:: Written exercise a ::
Rewrite the records that come after the glossary excerpt, replacing "autumn leaf" with "maple leaf" and leaving everything else as it is.

---------- Extract provided

See also Graphical Analytic Techniques: Icon Plots.

Icon Plots - Chernoff Faces. Chernoff faces is the most "elaborate" type of icon plot. A separate "face" icon is drawn for each case; relative values of the selected variables for each case are assigned to shapes and sizes of individual facial features (e.g., length of nose, angle of eyebrows, width of face).

See also Graphical Analytic Techniques: Icon Plots.

Icon Plots - Columns. In this type of icon plot, an individual column graph is plotted for each case; relative values of the selected variables for each case are represented by the height of consecutive columns.

See also Graphical Analytic Techniques: Icon Plots.

Icon Plots - Lines. In this type of icon plot, an individual line graph is plotted for each case; relative values of the selected variables for each case are represented by the height of consecutive break points of the line above the baseline.

See also Graphical Analytic Techniques: Icon Plots.

Icon Plots - Pies. In this type of icon plot, data values for each case are plotted as a pie chart (clockwise, starting at 12:00); relative values of selected variables are represented by the size of the pie slices.

See also Graphical Analytic Techniques: Icon Plots.

Icon Plots - Polygons. In this type of icon plot, a separate polygon icon is plotted for each case; relative values of the selected variables for each case are represented by the distance from the center of the icon to consecutive corners of the polygon (clockwise, starting at 12:00).

See also Graphical Analytic Techniques: Icon Plots.

Icon Plots - Profiles. In this type of icon plot, an individual area graph is plotted for each case; relative values of the selected variables for each case are represented by the height of consecutive peaks of the profile above the baseline.

See also Graphical Analytic Techniques: Icon Plots.

Icon Plots - Stars. In this type of icon plot, a separate star-like icon is plotted for each case; relative values of the selected variables for each case are represented (clockwise, starting at 12:00) by the relative length of individual rays in each star. The ends of the rays are connected by a line.

See also Graphical Analytic Techniques: Icon Plots.

Icon Plots - Sun Rays. In this type of icon plot, a separate sun-like icon is plotted for each case; each ray represents one of the selected variables (clockwise, starting at 12:00), and the length of the ray represents 4 standard deviations. Data values of the variables for each case are connected by a line.

See also Graphical Analytic Techniques: Icon Plots.

Incremental (vs. Non-Incremental Learning Algorithms). Methods (algorithms) for predictive data mining are also referred to as "learning" algorithms, because they derive information from the data to predict new observations. These algorithms can be divided into those that require one or perhaps two complete passes through the input data, and those that require iterative multiple access to the data to complete the estimation. The former type of algorithms are also sometimes referred to as incremental learning algorithms, because they will complete the computations necessary to fit the respective models by processing one case at a time, each time "refining" the solution; then, when all cases have been processed, only few additional computations are necessary to produce the final results. Non-incremental learning algorithms are those that need to process all observations in each iteration of an iterative procedure for refining a final solution. Obviously, incremental learning algorithms are usually much faster than non-incremental algorithms, and for extremely large data sets, non-incremental algorithms may not be applicable at all (without first sub-sampling).

--------------------
---------- Material provided

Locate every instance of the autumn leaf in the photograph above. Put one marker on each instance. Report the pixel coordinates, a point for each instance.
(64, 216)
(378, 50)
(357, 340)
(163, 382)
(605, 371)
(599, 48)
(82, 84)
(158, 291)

--------------------

:: Written exercise b ::
List every type of icon plot that has its own entry in the glossary excerpt above.

:: Problem solution a ::
Locate every instance of the maple leaf in the photograph above. Put one marker on each instance. Report the pixel coordinates, a point for each instance.
(64, 216)
(378, 50)
(357, 340)
(163, 382)
(605, 371)
(599, 48)
(82, 84)
(158, 291)

:: Problem solution b ::
Chernoff Faces
Columns
Lines
Pies
Polygons
Profiles
Stars
Sun Rays